* **The problem**
Copy every one of the entries below line for line, with no changes.

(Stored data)
## BEGIN

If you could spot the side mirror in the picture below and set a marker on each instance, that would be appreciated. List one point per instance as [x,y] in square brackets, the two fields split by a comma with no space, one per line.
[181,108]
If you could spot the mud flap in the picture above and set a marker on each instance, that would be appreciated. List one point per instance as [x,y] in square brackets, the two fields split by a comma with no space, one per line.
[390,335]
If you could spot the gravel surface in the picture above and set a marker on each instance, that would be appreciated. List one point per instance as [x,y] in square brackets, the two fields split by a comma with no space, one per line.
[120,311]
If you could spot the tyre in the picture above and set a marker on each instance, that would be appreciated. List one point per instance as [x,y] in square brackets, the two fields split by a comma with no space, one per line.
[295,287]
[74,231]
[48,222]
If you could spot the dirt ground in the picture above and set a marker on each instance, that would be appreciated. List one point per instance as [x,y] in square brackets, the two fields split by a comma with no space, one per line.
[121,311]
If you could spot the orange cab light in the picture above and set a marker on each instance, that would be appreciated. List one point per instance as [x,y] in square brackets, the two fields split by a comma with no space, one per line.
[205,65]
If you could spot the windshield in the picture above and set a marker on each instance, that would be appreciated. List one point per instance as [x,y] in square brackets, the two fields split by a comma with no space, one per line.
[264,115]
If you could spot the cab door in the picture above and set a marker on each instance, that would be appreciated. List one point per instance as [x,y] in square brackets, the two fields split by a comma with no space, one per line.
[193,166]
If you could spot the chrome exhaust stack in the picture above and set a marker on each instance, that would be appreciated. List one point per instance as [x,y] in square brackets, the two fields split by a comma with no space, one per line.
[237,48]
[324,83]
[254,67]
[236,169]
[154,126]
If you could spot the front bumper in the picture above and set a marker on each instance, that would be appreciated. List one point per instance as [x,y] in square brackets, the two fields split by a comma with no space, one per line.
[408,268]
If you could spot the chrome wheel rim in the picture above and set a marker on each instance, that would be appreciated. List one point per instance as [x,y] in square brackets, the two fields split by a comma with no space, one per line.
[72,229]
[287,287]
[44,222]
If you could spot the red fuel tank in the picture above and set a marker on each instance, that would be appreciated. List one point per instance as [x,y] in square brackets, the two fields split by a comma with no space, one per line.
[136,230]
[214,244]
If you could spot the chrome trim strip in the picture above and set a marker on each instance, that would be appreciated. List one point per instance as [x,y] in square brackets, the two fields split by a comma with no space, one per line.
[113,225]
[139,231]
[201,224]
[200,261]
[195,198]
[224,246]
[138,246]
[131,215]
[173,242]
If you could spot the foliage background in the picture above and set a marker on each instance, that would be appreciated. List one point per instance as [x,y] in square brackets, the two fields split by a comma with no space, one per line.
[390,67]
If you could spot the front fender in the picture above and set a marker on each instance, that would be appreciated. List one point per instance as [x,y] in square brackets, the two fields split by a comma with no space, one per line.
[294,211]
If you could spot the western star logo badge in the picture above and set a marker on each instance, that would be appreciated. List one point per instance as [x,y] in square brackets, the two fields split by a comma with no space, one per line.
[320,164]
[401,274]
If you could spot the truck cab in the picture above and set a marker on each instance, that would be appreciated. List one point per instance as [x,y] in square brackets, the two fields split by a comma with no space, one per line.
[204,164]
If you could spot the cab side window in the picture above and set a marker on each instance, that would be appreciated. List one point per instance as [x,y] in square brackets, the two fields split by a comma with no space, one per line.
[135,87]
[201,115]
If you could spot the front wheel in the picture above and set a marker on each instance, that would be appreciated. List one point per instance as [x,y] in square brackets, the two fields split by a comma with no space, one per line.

## END

* **Answer**
If you could spot the side mirror in the picture below and set a marker on each instance, that would be appreciated. List one point per instance as [x,y] in square brackets, the two fields split by a comma with no space, one per line.
[181,108]
If you could spot the mud flap in the picture above and set a marker on each instance, that would be appreciated. List one point per instance as [x,y] in square brackets, the two fields split by a comma with no space, one per line.
[390,335]
If you could spot the gravel surface in the picture above and set a marker on each instance, that would be appreciated. List one point per instance as [x,y] in square brackets, the two fields split by a comma with no space, one per line.
[120,311]
If you could spot the tyre in the picture above and set a marker on each instance, that would be appreciated. List one point per instance as [x,y] in square brackets, the two fields split by a comma with no space, one per line.
[295,287]
[74,231]
[48,222]
If you could spot the dirt ground in the picture above and set a marker on each instance, that would be appreciated. List one point per instance as [x,y] in square brackets, the two fields split by a comma with no space, one per line.
[121,311]
If you could spot the orange cab light in the picture above and set a marker on each instance, that would be appreciated. List one point per instance as [x,y] in square brackets, the two fields split by a comma with no space, one per line.
[205,65]
If you could spot the windshield in the picture above and set a marker on each instance, that would be appreciated. List one point per instance as [x,y] in square brackets, the two fields split by a comma with no space, one per line.
[264,115]
If you could spot the cab door in the picture above and set a marker on each instance, that would be appreciated. List one point per instance as [x,y] in square brackets, the two fields split by a comma with no space, one per line.
[193,166]
If you could spot the chrome exhaust stack in the picture above and set a marker on each instance, that would be appreciated. List one point per instance as [x,y] in square brackets, the two fields split by a comma with no space, one per line.
[237,48]
[324,83]
[254,67]
[236,169]
[154,126]
If you could spot the front bumper in the picture above and set a marker on each instance, that would be appreciated. List one point per instance as [x,y] in square brackets, the two fields split by a comma with no space, one per line.
[408,268]
If you could spot the chrome wheel rim in the picture above and set a marker on each instance, that would be appreciated. List one point per instance as [x,y] in square brackets, the two fields split by a comma with no space, one per line.
[72,229]
[287,287]
[44,222]
If you could spot the red fuel tank in the picture above and set a marker on each instance, that would be appreciated. List one point per instance as [x,y] in square brackets, the two fields split by a comma with no space, one per line.
[136,230]
[214,244]
If you could spot the chrome trim strip in the picture above and set a marker on each instance, that would be appreciated. List one point per instance as [x,y] in square brackets, the two fields split by a comma with no space, one per line.
[113,225]
[139,231]
[201,224]
[200,261]
[195,198]
[224,246]
[138,246]
[131,215]
[173,242]
If you could spot the foliage background in the picture above and set a marker on each instance, that would be appreciated. List one point per instance as [x,y] in square brackets, the two fields split by a comma with no space, one per line.
[390,67]
If you could spot the front fender in the picture above and set a marker on each instance, that would be appreciated. List one point per instance as [x,y] in square brackets, the two fields split by a comma with no space, one per line.
[294,211]
If you could spot the western star logo badge in the picture above and set a marker on each instance, that would be appreciated. List one point per instance as [x,y] in square brackets, the two fields split by a comma with no space, one per line.
[320,164]
[401,274]
If you could spot the truck cab in the picture above and set a marker on each instance, that would be appreciated. List one point per instance as [x,y] in square brackets, the two fields split by a comma with no space, one per line.
[204,164]
If you could spot the cab side window in the picture above and set a marker on each instance, that would be appreciated. List one point per instance as [x,y] in square brackets, the two fields split by a comma with no space, one per line.
[135,87]
[201,115]
If you could spot the front wheel in the picture above and set a marker on each instance, that would be appreciated. List one point per instance as [x,y] in square brackets, the two fields split by a comma with no space, one per line.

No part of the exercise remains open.